**Work to complete**: Reproduce the R exercise solutions below word for word, from the first line to the last.

**Reading text**:
Start of Block
Exercise 1

library(tidyverse)

oats <- read_csv('https://usda-ree-ars.github.io/SEAStats/R_for_SAS_users/datasets/Edwards_oats.csv')

# Alternative if on cloud server
oats <- read_csv('data/Edwards_oats.csv')

Exercise 2

oats_subset <- oats %>%
  filter(
    year == 2001, 
    gen %in% c('Belle', 'Blaze', 'Brawn', 'Chaps')
  )

You can separate multiple conditions inside filter() with either , or &.

Exercise 3

oats_subset %>%
  group_by(gen) %>%
  summarize(
    mean_yield = mean(yield),
    stdev_yield = sd(yield)
  )

Exercise 4

ggplot(oats_subset, aes(x = loc, y = yield)) +
  geom_boxplot()

Exercise 5

oats_fit <- lm(yield ~ gen, data = oats_subset)
check_model(oats_fit) # Regression diagnostics
summary(oats_fit) # Displays model coefficients
anova(oats_fit) # ANOVA table

Here there is no need to explicitly specify that gen is a categorical variable as we do in SAS with class gen;. It is detected automatically. As in the lesson, you can see that the model fitting, regression diagnostics, display of coefficients, and ANOVA table must be called up with individual lines of code instead of all being folded into the same proc as we do in SAS.

Exercise 6

oats_fit_GxE <- lm(yield ~ gen + loc + gen:loc, data = oats_subset)
check_model(oats_fit_GxE) # Regression diagnostics
summary(oats_fit_GxE) # Displays model coefficients
anova(oats_fit_GxE) # ANOVA table

This is actually a much better model than above. You can see here that the model formula with multiple predictors has the predictors separated with +. The interaction between two predictors is specified by putting a : between two predictors.
End of Block
Natural-language object grounding data:
Start of Block
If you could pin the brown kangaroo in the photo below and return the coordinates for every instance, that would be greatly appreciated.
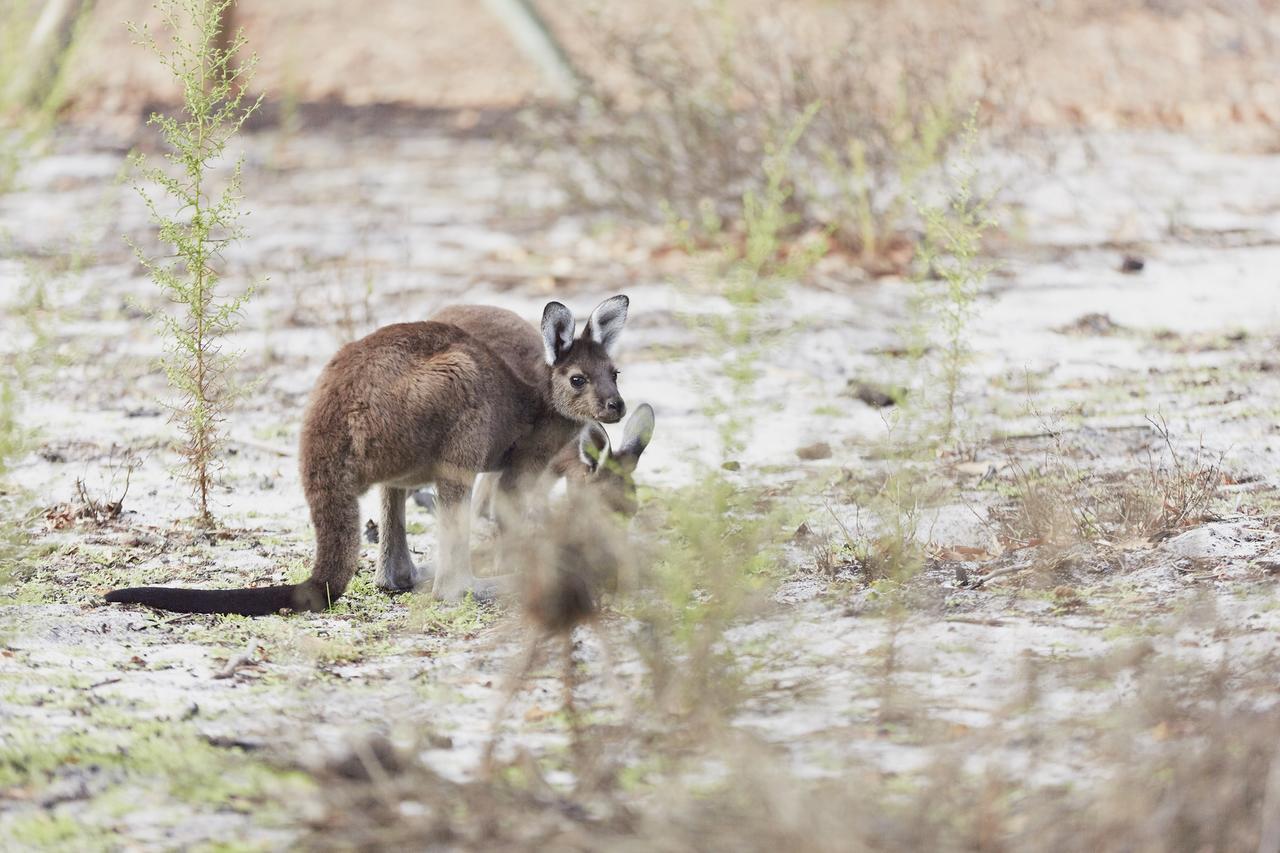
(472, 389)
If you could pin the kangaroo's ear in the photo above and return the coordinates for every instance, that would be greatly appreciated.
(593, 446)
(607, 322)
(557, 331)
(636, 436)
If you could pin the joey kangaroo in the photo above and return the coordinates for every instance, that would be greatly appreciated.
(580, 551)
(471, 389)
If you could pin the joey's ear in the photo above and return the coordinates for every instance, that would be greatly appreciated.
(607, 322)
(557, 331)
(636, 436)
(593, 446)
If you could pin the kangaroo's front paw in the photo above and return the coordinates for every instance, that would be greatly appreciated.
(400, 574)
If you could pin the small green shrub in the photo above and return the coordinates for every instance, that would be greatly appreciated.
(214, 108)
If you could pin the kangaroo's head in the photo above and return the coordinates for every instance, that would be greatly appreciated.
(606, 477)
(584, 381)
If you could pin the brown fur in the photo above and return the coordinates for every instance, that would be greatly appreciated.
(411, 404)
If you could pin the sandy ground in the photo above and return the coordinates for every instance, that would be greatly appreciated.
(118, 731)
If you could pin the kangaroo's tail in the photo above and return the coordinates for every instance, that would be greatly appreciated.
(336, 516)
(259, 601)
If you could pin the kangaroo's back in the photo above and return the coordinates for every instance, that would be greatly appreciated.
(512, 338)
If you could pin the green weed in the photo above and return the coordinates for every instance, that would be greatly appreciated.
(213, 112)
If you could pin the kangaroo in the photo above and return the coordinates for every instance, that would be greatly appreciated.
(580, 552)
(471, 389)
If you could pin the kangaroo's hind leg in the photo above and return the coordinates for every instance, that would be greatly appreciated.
End of Block
**Answer to this problem**:
Exercise 1

library(tidyverse)

oats <- read_csv('https://usda-ree-ars.github.io/SEAStats/R_for_SAS_users/datasets/Edwards_oats.csv')

# Alternative if on cloud server
oats <- read_csv('data/Edwards_oats.csv')

Exercise 2

oats_subset <- oats %>%
  filter(
    year == 2001, 
    gen %in% c('Belle', 'Blaze', 'Brawn', 'Chaps')
  )

You can separate multiple conditions inside filter() with either , or &.

Exercise 3

oats_subset %>%
  group_by(gen) %>%
  summarize(
    mean_yield = mean(yield),
    stdev_yield = sd(yield)
  )

Exercise 4

ggplot(oats_subset, aes(x = loc, y = yield)) +
  geom_boxplot()

Exercise 5

oats_fit <- lm(yield ~ gen, data = oats_subset)
check_model(oats_fit) # Regression diagnostics
summary(oats_fit) # Displays model coefficients
anova(oats_fit) # ANOVA table

Here there is no need to explicitly specify that gen is a categorical variable as we do in SAS with class gen;. It is detected automatically. As in the lesson, you can see that the model fitting, regression diagnostics, display of coefficients, and ANOVA table must be called up with individual lines of code instead of all being folded into the same proc as we do in SAS.

Exercise 6

oats_fit_GxE <- lm(yield ~ gen + loc + gen:loc, data = oats_subset)
check_model(oats_fit_GxE) # Regression diagnostics
summary(oats_fit_GxE) # Displays model coefficients
anova(oats_fit_GxE) # ANOVA table

This is actually a much better model than above. You can see here that the model formula with multiple predictors has the predictors separated with +. The interaction between two predictors is specified by putting a : between two predictors.